## start Source extract

By Steven Mencshelyi

Orchestrating the efforts of small combat elements operating in tactical environments which require dispersal and disaggregation is difficult. It’s probably going to get even more difficult to orchestrate combat elements, and maintain tempo, when we start considering urban combat and fighting in environments that naturally separate forces from one another. Logisticians need to start thinking about this challenge as it applies to future operations. In the Australian Army, logisticians supporting formations (combat brigades) generally think about company sized teams when they talk about purpose-specific forces. However, I believe that to sustain the combat brigade in the future, logisticians need to become better practiced – or at least think about – sustaining small.

In order to win the land battle, orchestration and tempo have always been essential tenets for combat arms offers and logisticians to remember. The Australian Army’s Land Warfare Doctrine LWD 3.0 Operations defines orchestration as ‘the arrangement of physical and non-physical actions to ensure their contribution is unified within a single mission’.  Through orchestration, tactical actions are focused to ‘create a turbulent and rapidly deteriorating situation that shatters an enemy’s cohesion … and will to fight’. LWD 3.0 nests tempo as a key tenet of orchestration; when ‘war is a competition for time and space’ the ability to maintain a higher tempo allows us to exploit friction, achieve surprise, seize the initiative and maintain speed.  Orchestration requires a well-developed and executed plan, orders and control measures.  However, tempo also requires agile and responsive logistics that can effectively support at the combat team level.

## end Source extract
## start Data

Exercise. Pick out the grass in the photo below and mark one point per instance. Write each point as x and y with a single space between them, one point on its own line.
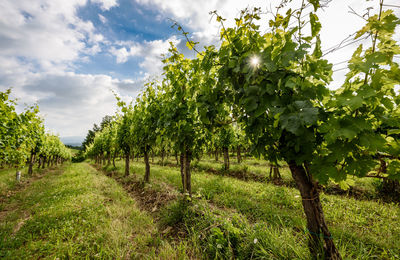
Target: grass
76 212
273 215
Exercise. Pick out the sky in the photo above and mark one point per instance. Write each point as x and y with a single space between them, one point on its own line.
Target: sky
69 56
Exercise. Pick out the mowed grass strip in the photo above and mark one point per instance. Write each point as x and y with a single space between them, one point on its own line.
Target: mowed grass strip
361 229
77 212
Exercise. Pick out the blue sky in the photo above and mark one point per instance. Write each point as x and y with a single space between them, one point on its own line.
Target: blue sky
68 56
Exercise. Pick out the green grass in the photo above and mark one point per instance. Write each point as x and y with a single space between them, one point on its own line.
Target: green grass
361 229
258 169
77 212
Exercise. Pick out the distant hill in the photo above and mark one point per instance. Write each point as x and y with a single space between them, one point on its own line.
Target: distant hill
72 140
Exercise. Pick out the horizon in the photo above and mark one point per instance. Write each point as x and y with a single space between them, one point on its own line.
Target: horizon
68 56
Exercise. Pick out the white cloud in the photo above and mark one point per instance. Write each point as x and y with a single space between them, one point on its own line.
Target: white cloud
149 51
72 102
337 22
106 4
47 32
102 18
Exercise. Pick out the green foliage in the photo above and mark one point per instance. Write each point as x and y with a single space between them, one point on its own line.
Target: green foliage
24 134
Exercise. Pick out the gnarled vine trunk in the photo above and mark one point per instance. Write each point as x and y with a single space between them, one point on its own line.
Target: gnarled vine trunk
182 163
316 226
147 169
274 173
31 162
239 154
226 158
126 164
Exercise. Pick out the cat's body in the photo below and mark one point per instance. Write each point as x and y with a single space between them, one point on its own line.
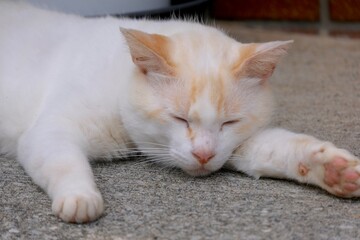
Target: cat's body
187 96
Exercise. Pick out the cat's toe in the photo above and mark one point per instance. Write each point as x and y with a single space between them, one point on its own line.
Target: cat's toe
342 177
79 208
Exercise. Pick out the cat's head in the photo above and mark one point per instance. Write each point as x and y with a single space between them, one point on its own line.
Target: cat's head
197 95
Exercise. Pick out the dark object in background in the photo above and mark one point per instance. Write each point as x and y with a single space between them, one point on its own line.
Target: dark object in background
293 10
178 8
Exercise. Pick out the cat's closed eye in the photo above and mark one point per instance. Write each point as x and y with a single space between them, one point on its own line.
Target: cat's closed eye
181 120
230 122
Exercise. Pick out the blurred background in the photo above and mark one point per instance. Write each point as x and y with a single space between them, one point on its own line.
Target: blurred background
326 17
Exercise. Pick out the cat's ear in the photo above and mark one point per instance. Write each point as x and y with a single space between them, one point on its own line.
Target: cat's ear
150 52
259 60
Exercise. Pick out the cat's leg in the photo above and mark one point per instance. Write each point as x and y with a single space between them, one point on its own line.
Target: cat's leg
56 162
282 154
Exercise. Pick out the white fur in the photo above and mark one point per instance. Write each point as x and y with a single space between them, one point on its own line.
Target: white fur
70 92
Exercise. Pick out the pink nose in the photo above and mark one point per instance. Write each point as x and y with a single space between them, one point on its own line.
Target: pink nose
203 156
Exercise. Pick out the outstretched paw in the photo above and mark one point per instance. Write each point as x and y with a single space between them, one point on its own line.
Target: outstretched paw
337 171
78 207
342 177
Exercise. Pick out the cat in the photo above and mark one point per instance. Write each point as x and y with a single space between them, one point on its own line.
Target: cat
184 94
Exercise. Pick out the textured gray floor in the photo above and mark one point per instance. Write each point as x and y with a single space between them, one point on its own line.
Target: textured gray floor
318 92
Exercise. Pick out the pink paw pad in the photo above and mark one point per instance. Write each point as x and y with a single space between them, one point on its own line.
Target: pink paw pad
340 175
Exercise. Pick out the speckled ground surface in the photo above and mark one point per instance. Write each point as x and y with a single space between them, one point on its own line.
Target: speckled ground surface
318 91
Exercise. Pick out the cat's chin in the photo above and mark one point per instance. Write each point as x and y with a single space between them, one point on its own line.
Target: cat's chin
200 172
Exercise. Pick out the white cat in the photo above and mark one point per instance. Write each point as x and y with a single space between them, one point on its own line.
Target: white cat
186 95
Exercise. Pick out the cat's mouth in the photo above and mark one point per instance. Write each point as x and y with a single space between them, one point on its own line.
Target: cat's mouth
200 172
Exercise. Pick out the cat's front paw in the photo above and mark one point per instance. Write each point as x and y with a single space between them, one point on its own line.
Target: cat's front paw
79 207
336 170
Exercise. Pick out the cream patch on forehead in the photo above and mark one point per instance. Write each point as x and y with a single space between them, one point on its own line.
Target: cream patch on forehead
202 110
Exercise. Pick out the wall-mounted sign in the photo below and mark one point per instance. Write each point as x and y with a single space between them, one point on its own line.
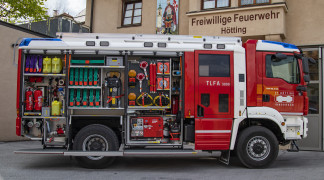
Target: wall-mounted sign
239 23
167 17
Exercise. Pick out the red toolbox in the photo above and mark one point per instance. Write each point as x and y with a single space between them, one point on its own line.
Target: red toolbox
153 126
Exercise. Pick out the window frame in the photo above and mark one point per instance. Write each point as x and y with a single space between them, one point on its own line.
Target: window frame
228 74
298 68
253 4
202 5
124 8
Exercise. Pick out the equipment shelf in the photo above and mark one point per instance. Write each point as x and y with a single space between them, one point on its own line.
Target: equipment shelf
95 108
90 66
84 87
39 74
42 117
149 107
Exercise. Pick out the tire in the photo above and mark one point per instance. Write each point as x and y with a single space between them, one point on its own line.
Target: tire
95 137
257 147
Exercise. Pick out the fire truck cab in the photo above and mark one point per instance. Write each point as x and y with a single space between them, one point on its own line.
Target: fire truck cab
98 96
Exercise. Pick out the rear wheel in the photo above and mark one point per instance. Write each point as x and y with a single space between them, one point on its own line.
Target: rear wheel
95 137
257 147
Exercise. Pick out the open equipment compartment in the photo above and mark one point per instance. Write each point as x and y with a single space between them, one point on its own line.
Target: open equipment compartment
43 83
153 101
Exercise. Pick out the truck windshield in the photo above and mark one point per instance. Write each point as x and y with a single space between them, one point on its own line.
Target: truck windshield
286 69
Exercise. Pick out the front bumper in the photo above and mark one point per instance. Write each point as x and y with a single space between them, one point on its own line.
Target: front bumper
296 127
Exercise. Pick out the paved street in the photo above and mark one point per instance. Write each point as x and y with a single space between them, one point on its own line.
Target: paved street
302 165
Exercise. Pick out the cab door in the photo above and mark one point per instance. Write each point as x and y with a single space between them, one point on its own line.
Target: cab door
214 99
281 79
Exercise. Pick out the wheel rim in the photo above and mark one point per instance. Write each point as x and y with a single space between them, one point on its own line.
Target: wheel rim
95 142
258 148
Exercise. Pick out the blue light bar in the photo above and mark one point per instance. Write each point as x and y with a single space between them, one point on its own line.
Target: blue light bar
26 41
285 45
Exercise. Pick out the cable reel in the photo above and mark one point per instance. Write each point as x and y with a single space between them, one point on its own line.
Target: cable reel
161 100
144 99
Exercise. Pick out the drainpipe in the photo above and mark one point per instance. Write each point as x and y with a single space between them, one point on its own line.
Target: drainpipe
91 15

## end Data

** Stated task 1 **
Reproduce verbatim the part of the passage on small-unit logistics from "Orchestrating the efforts" to "about – sustaining small.".
** Stated task 2 **
Quote the rows from the line with "Exercise. Pick out the paved" through the final line of the rows.
The passage on small-unit logistics and the rows have no connection to each other.

** Output 1 **
Orchestrating the efforts of small combat elements operating in tactical environments which require dispersal and disaggregation is difficult. It’s probably going to get even more difficult to orchestrate combat elements, and maintain tempo, when we start considering urban combat and fighting in environments that naturally separate forces from one another. Logisticians need to start thinking about this challenge as it applies to future operations. In the Australian Army, logisticians supporting formations (combat brigades) generally think about company sized teams when they talk about purpose-specific forces. However, I believe that to sustain the combat brigade in the future, logisticians need to become better practiced – or at least think about – sustaining small.

** Output 2 **
Exercise. Pick out the paved street in the photo above and mark one point per instance. Write each point as x and y with a single space between them, one point on its own line.
Target: paved street
302 165
Exercise. Pick out the cab door in the photo above and mark one point per instance. Write each point as x and y with a single space between them, one point on its own line.
Target: cab door
214 99
281 79
Exercise. Pick out the wheel rim in the photo above and mark one point per instance. Write each point as x and y with a single space between them, one point on its own line.
Target: wheel rim
95 142
258 148
Exercise. Pick out the blue light bar in the photo above and mark one point per instance. Write each point as x and y with a single space between them, one point on its own line.
Target: blue light bar
26 41
285 45
Exercise. Pick out the cable reel in the photo above and mark one point per instance. Write each point as x and y with a single space between them, one point on its own line.
Target: cable reel
161 100
144 99
Exercise. Pick out the drainpipe in the photo above and mark one point per instance. Write each point as x and y with a single space between them, one point on its own line.
Target: drainpipe
91 15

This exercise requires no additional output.